Texto de lectura:
Rodar en el Himalaya plantea siempre retos gigantes, pero en enero de 2021 pensamos que si conseguíamos nuestro objetivo iba a ser un milagro.
Sabíamos lo que tiene de espectacular y de sobrecogedora esta parte del mundo, habíamos subido al campo base del Everest un par de ocasiones: por el lado tibetano, desde Rongbuk, y por el lado Nepalí, hasta Kala Patthar; pero esta vez el reto era distinto: trasladar estas sensaciones a los millones de espectadores que siguen la serie DESCUBRIR.
Cuando iniciamos la búsqueda de localizaciones, teníamos claro que necesitábamos comunicar al espectador toda la grandiosidad del Himalaya desde adentro: no nos valía tenerlo delante, contemplar esas espectaculares estampas de ochomiles helados desde Tingri o desde Pokhara. Lo que necesitábamos era tener las montañas muy cerca; transitar sus escarpados caminos, sus vertiginosos cortados; encontrarnos con yaks; visitar las aldeas; convivir con las sherpas y demás gentes que habitan una de las regiones más remotas del planeta.

Para ello teníamos que ir muy adentro, muy arriba y hacerlo ligeros, ajustados al exigente plan de producción. Por eso nos fijamos en los Annapurnas. El recorrido tradicional rodea el macizo central, siendo posible acceder en todoterreno hasta Manang, la capital de la región y el lugar perfecto desde el que descubrir el Himalaya.
Partimos de Katmandú con el techo del mundo en la mente. Por delante teníamos algo menos de seis horas de carretera hasta Besisahar, la puerta de los Annapurnas. Allí cambiamos nuestro monovolumen por un todoterreno capaz de trepar a las alturas. Empaquetamos el equipo, lo aseguramos en el techo del jeep y nos apretamos en el interior del vehículo, que bronco, duro como la piel de un sherpa, se adentró en el tortuoso camino que sigue la garganta del Marshyangdi hasta Taal y aún más allá.
Taal era nuestra primera aldea del Himalaya. Para llegar, nos apartamos del camino y descendimos hasta el río. En su orilla nos recibió la aldea bañada de azul turquesa. En 10 minutos de paseo estábamos frente a la cascada que ruge al otro lado del pueblo. A la vuelta, ya pensando en la cena, nos encontramos con una especie de monasterio tibetano, quizá una escuela: pequeños aprendices jugaban por el patio y un lama nos observaba, entre curioso y divertido, desde una ventana. En unos segundos, el venerable estaba frente a nosotros, invitándonos a pasar, a tomar un delicioso té y unos toscos y exquisitos dulces tibetanos. El corazón del Himalaya se nos abría de par en par, dejándonos tan agradecidos como estupefactos.
A la mañana siguiente dejamos Taal para continuar camino. Atravesando pintorescas aldeas, excavado a veces en la misma roca, el camino serpenteaba entre abruptos cortados, cascadas inverosímiles y la vista ocasional, del azul claro de río, allá abajo, en algún remoto lugar. Así nos plantamos en Timang, donde nos esperaba un buen te de limón. Mientras lo degustábamos, helados por fuera y reconfortados por dentro, Pasang Sherpa, guía de la expedición, nos miró, un tanto apesadumbrado: Mira, Jesús, me dice, ahí, justo delante de ti, está el Manaslu y, aunque no los puedas ver, estamos rodeados de picos de más de 6.000 metros.

Datos proporcionados:

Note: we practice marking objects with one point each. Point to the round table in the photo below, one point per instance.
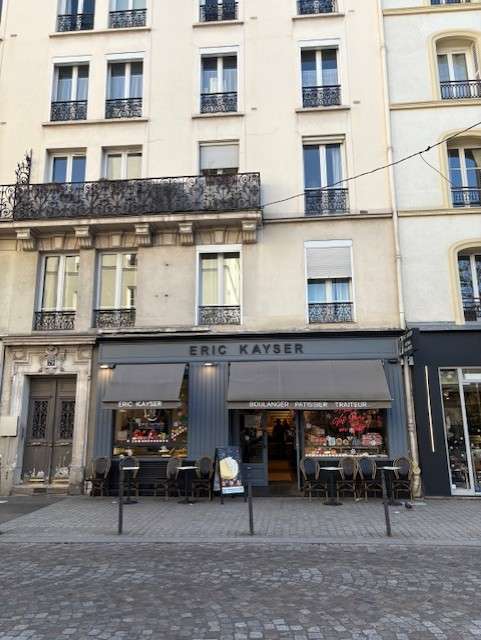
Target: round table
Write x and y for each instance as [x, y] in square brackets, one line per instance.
[332, 501]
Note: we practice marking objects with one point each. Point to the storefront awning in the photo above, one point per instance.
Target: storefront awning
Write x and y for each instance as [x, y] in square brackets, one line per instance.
[145, 386]
[309, 385]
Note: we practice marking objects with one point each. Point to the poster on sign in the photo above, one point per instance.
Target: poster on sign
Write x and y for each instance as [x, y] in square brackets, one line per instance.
[228, 478]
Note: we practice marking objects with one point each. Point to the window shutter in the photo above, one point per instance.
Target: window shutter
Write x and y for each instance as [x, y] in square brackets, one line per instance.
[329, 262]
[219, 156]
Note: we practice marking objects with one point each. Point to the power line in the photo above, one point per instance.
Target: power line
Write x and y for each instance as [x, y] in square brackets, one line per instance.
[386, 166]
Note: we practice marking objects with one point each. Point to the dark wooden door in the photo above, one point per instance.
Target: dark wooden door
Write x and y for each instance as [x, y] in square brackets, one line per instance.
[48, 446]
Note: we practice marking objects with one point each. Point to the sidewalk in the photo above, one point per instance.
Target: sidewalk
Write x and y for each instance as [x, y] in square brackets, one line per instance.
[84, 519]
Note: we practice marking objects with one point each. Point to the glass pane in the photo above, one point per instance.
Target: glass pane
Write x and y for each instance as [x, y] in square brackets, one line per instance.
[50, 283]
[209, 282]
[70, 288]
[308, 64]
[231, 279]
[312, 167]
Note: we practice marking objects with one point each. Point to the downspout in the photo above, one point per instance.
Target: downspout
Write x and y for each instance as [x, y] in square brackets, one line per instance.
[411, 420]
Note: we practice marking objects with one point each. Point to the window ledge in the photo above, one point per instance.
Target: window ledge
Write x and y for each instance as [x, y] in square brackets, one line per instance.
[64, 123]
[91, 32]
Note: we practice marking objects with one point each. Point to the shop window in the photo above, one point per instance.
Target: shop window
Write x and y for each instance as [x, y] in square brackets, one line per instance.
[345, 433]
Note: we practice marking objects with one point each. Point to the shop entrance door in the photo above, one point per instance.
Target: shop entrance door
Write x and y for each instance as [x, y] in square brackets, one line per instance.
[48, 447]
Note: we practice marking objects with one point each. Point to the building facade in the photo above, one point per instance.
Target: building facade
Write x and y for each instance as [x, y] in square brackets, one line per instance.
[181, 222]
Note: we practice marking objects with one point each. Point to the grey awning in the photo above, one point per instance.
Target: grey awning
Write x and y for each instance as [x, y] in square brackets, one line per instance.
[145, 386]
[340, 384]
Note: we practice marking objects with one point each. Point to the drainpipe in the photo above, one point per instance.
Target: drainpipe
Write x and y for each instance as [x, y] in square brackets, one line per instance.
[411, 420]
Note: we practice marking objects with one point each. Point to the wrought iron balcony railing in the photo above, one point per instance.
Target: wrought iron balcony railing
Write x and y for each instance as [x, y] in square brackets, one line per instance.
[128, 19]
[330, 312]
[460, 89]
[466, 197]
[123, 108]
[306, 7]
[218, 102]
[75, 22]
[71, 110]
[320, 202]
[322, 96]
[217, 315]
[472, 310]
[217, 11]
[54, 321]
[196, 194]
[114, 318]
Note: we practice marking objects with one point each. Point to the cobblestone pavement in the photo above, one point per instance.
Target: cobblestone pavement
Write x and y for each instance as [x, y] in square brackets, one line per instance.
[83, 519]
[239, 592]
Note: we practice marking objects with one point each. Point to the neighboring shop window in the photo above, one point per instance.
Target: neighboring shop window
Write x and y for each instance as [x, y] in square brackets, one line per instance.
[147, 432]
[345, 433]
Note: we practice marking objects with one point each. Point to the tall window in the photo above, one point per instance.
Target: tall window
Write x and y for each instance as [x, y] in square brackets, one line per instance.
[219, 288]
[219, 84]
[465, 176]
[320, 78]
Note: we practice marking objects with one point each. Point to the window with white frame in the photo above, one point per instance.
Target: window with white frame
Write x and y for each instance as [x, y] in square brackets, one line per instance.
[329, 281]
[320, 77]
[219, 158]
[219, 288]
[122, 164]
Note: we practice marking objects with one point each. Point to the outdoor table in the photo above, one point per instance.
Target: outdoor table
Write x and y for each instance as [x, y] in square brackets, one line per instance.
[186, 471]
[332, 502]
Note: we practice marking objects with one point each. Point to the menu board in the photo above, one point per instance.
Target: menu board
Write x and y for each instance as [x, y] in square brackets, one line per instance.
[228, 471]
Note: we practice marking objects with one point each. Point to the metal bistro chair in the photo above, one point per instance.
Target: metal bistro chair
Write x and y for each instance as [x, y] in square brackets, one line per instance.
[310, 474]
[402, 481]
[203, 479]
[98, 476]
[367, 477]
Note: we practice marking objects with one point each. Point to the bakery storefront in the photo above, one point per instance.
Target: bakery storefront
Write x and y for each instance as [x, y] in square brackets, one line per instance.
[277, 398]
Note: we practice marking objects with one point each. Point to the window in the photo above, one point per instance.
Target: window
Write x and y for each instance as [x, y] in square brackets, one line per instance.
[219, 288]
[125, 89]
[70, 92]
[465, 176]
[217, 159]
[76, 15]
[320, 78]
[127, 14]
[329, 282]
[322, 179]
[469, 268]
[123, 165]
[219, 84]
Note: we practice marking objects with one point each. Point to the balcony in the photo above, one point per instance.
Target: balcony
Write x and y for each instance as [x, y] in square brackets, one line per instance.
[71, 110]
[114, 318]
[307, 7]
[460, 89]
[75, 22]
[319, 202]
[214, 11]
[330, 312]
[54, 321]
[127, 19]
[322, 96]
[123, 108]
[219, 315]
[104, 198]
[218, 102]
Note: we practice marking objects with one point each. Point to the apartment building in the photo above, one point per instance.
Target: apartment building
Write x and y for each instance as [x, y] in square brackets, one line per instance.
[433, 51]
[183, 265]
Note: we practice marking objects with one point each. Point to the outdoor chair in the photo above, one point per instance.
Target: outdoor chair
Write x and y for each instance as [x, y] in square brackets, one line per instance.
[310, 475]
[204, 475]
[368, 481]
[402, 481]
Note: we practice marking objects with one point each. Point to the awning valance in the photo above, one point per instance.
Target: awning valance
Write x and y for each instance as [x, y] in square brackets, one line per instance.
[309, 385]
[145, 386]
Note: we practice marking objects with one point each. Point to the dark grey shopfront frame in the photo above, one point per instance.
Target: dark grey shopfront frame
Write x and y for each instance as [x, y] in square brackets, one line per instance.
[209, 424]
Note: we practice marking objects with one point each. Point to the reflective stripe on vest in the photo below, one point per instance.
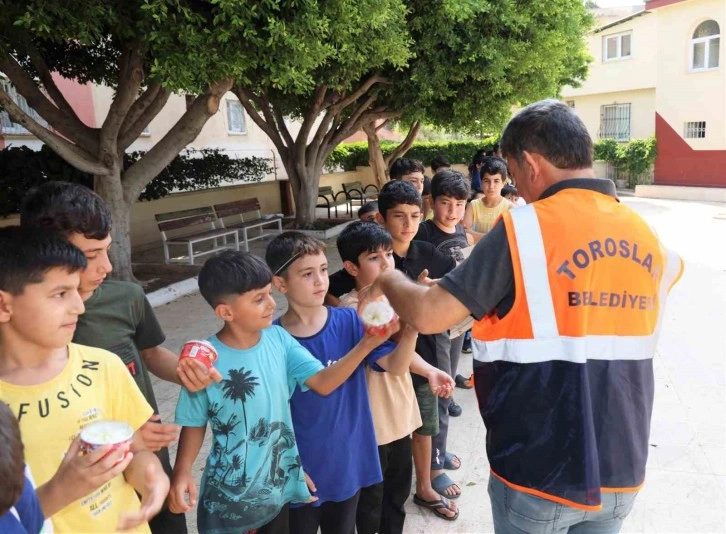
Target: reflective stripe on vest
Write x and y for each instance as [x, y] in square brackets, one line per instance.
[547, 344]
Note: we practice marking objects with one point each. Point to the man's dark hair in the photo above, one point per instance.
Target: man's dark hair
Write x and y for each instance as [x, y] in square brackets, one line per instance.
[289, 246]
[549, 128]
[438, 162]
[362, 237]
[367, 208]
[66, 208]
[12, 462]
[29, 253]
[403, 166]
[493, 165]
[397, 192]
[450, 183]
[232, 273]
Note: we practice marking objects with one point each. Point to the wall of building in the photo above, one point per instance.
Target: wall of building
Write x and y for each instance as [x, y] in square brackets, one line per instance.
[636, 72]
[685, 96]
[642, 110]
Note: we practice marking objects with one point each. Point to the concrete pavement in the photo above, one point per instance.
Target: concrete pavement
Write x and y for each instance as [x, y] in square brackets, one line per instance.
[685, 488]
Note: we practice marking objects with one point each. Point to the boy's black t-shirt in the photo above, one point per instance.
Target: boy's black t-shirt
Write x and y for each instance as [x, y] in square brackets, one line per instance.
[449, 244]
[422, 255]
[341, 282]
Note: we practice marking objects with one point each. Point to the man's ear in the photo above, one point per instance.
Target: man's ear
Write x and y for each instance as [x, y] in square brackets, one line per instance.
[224, 312]
[351, 267]
[279, 283]
[5, 307]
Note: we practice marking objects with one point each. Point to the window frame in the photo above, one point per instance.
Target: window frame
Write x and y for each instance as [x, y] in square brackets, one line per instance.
[692, 42]
[236, 103]
[620, 56]
[630, 116]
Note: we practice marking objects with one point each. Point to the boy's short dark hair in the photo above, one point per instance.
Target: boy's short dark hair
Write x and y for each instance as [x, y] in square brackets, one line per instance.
[361, 237]
[397, 192]
[12, 462]
[439, 162]
[403, 166]
[493, 165]
[66, 208]
[367, 208]
[450, 183]
[232, 273]
[509, 190]
[29, 253]
[287, 247]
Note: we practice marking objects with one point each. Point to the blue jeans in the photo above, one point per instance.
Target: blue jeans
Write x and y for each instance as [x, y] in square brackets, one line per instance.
[516, 512]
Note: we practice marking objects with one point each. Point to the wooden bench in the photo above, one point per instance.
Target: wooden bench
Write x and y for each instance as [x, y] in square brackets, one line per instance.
[246, 215]
[333, 200]
[191, 227]
[359, 193]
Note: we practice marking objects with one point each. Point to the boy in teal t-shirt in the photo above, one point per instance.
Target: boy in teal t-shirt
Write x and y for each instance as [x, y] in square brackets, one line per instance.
[253, 469]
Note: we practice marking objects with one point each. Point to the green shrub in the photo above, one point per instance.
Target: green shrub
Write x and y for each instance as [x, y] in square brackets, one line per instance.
[352, 155]
[21, 169]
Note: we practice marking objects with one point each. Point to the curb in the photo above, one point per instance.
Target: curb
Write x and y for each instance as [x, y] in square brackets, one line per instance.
[170, 293]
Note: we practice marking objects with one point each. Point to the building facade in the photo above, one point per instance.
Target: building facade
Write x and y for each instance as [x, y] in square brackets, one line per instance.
[660, 72]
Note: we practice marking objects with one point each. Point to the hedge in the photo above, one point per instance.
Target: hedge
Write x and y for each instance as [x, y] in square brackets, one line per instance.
[21, 169]
[352, 155]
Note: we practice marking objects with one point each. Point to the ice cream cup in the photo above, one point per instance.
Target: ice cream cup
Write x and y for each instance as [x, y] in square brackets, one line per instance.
[199, 350]
[101, 433]
[377, 316]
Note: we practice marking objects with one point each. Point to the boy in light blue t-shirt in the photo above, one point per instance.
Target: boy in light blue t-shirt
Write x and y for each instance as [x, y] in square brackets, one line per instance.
[335, 434]
[253, 469]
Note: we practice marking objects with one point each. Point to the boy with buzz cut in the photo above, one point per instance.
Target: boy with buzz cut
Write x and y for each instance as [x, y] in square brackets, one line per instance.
[399, 207]
[366, 249]
[335, 434]
[55, 388]
[118, 315]
[253, 469]
[450, 191]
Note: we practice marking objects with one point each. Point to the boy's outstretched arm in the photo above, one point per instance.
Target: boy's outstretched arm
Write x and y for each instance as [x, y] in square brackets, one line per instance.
[329, 379]
[147, 477]
[182, 481]
[398, 360]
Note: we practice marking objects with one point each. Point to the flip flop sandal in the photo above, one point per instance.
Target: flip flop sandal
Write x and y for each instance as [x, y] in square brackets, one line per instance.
[449, 461]
[454, 409]
[436, 507]
[441, 483]
[463, 382]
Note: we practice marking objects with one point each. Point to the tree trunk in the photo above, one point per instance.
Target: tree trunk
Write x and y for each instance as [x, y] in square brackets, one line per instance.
[375, 155]
[110, 190]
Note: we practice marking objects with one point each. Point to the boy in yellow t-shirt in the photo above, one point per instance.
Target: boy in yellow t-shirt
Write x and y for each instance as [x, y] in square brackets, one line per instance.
[55, 388]
[482, 213]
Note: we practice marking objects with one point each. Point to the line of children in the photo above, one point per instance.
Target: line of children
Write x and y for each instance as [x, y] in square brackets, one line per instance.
[366, 249]
[399, 206]
[55, 387]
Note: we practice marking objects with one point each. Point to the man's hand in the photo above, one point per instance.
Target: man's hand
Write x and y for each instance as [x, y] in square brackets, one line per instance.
[311, 487]
[195, 376]
[424, 279]
[156, 436]
[153, 495]
[440, 383]
[183, 493]
[80, 474]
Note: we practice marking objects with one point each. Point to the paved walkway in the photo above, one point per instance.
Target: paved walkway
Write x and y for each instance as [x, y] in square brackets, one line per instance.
[685, 489]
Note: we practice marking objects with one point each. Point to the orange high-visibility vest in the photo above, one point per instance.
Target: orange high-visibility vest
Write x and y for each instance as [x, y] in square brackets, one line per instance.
[565, 379]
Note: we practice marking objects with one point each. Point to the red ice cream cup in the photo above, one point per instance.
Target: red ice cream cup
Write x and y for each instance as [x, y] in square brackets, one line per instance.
[101, 433]
[377, 316]
[199, 350]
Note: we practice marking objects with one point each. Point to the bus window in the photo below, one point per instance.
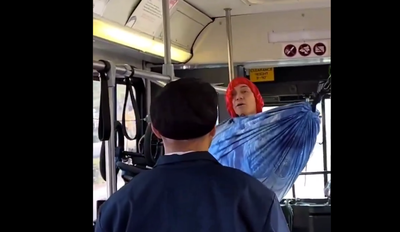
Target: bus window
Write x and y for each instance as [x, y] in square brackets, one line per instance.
[312, 186]
[129, 116]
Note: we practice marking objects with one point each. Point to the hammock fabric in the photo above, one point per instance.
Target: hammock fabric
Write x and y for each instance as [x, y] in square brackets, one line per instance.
[272, 146]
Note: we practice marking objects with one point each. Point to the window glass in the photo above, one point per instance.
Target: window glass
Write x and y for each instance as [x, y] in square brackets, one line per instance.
[99, 185]
[310, 186]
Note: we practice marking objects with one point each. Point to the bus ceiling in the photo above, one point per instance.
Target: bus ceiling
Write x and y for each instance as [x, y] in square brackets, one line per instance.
[264, 32]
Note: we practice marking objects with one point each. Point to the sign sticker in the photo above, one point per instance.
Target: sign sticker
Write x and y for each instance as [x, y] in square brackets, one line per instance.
[262, 75]
[290, 50]
[305, 49]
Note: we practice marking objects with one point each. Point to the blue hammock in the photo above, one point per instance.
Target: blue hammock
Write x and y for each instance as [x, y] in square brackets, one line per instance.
[272, 146]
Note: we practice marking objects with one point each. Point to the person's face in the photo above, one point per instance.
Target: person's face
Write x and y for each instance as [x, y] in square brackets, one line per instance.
[243, 100]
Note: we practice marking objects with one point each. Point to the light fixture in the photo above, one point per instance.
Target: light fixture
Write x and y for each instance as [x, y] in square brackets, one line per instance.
[298, 36]
[136, 40]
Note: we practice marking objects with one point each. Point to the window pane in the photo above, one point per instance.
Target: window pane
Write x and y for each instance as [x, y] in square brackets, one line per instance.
[310, 186]
[98, 182]
[99, 185]
[130, 145]
[289, 195]
[328, 131]
[316, 161]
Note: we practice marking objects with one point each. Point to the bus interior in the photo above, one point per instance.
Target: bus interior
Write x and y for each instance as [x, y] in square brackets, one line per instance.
[281, 46]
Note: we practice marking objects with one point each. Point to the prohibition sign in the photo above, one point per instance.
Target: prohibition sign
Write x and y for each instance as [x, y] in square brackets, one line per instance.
[290, 50]
[305, 49]
[319, 49]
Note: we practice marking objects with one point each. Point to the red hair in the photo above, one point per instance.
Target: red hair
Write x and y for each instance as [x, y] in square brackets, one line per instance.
[229, 96]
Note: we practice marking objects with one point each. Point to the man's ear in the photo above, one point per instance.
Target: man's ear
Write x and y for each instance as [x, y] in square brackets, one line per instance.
[155, 132]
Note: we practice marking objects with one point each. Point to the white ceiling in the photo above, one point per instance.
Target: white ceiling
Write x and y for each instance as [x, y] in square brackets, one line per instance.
[215, 8]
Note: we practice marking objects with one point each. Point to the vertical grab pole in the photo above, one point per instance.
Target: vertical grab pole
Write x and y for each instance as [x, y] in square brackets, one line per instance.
[168, 68]
[111, 175]
[230, 44]
[324, 145]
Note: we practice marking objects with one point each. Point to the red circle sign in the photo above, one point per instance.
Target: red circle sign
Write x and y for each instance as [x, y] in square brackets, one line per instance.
[290, 50]
[319, 49]
[305, 50]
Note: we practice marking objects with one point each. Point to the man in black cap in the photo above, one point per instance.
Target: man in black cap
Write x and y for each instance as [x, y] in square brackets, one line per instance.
[188, 190]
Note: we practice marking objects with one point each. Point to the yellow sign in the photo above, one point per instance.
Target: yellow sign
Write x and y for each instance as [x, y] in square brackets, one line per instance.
[262, 75]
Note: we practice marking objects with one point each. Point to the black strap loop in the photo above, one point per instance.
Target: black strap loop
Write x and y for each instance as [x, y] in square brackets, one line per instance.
[129, 93]
[324, 87]
[104, 130]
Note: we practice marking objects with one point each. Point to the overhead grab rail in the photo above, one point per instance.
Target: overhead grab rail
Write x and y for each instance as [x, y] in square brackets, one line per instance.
[122, 71]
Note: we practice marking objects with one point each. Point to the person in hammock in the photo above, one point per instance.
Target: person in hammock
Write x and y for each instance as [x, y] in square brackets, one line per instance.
[273, 147]
[243, 98]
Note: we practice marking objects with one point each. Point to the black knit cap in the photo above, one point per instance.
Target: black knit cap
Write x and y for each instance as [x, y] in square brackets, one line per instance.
[185, 109]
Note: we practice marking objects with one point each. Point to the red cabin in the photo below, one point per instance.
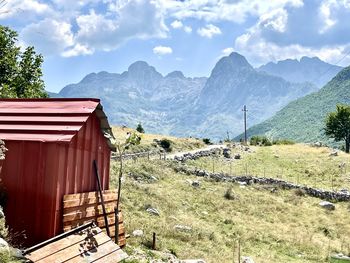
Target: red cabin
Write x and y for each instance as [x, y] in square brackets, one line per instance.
[51, 147]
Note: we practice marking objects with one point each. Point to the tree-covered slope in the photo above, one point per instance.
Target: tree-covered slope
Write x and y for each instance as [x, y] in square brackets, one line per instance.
[304, 119]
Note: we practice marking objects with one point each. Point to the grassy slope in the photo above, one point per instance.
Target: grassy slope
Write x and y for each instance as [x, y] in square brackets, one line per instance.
[303, 119]
[273, 227]
[147, 143]
[297, 163]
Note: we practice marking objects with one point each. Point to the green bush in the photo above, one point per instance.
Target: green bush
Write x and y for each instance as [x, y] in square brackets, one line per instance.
[140, 129]
[260, 141]
[283, 142]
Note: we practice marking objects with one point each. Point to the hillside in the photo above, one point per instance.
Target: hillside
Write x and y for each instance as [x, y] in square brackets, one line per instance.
[303, 119]
[207, 221]
[183, 106]
[306, 69]
[234, 83]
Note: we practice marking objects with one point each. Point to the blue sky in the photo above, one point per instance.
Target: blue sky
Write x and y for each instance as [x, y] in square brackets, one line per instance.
[78, 37]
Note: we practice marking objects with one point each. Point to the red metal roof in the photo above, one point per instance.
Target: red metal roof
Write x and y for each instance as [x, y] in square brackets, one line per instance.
[48, 120]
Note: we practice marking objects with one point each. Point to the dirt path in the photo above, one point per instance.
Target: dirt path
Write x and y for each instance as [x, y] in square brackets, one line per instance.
[180, 154]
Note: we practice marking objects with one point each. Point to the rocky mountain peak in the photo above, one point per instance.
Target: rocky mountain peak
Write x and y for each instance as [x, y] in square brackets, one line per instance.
[230, 64]
[175, 74]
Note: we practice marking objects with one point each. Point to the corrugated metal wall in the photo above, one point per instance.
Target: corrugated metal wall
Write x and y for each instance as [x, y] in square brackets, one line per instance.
[37, 175]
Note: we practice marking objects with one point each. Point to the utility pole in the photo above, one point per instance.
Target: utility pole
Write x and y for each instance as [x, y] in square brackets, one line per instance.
[245, 123]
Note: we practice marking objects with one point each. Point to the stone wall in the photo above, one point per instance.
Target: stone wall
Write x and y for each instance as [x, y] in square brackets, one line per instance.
[319, 193]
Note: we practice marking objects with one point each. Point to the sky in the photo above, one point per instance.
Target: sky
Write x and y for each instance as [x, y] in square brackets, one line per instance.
[77, 37]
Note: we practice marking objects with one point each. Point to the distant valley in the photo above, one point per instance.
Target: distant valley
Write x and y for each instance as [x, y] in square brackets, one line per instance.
[200, 107]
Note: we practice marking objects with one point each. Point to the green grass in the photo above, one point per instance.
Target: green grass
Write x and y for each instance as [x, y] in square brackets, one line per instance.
[147, 141]
[295, 163]
[272, 227]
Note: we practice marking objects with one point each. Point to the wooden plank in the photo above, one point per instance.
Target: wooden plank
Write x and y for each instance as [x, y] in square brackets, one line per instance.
[79, 209]
[99, 221]
[87, 195]
[69, 253]
[60, 245]
[109, 205]
[88, 201]
[106, 249]
[89, 212]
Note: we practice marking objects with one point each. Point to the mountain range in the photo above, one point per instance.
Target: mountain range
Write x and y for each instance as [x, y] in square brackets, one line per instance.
[303, 120]
[200, 107]
[306, 69]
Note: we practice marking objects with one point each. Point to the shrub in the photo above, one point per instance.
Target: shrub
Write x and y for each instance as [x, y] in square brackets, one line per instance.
[166, 144]
[229, 194]
[207, 141]
[283, 142]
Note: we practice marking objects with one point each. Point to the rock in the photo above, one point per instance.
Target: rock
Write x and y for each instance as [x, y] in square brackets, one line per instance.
[334, 153]
[192, 261]
[237, 156]
[327, 205]
[227, 153]
[195, 183]
[344, 191]
[3, 244]
[153, 211]
[183, 228]
[137, 233]
[247, 260]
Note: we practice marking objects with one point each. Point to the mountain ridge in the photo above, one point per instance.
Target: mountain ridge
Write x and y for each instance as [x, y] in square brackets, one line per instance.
[184, 106]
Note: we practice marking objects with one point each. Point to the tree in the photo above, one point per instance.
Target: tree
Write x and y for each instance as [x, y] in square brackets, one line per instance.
[338, 125]
[139, 128]
[20, 72]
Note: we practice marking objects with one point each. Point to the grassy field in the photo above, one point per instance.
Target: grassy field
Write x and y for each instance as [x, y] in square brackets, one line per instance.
[296, 163]
[148, 144]
[280, 226]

Objetivo:
Enumera, en el orden del recorrido, las localidades en las que estuvo el equipo durante el viaje que narra el texto sobre el rodaje en el Himalaya. Los registros forman un material independiente del texto.

Respuesta:
Katmandú, Besisahar, Taal y Timang.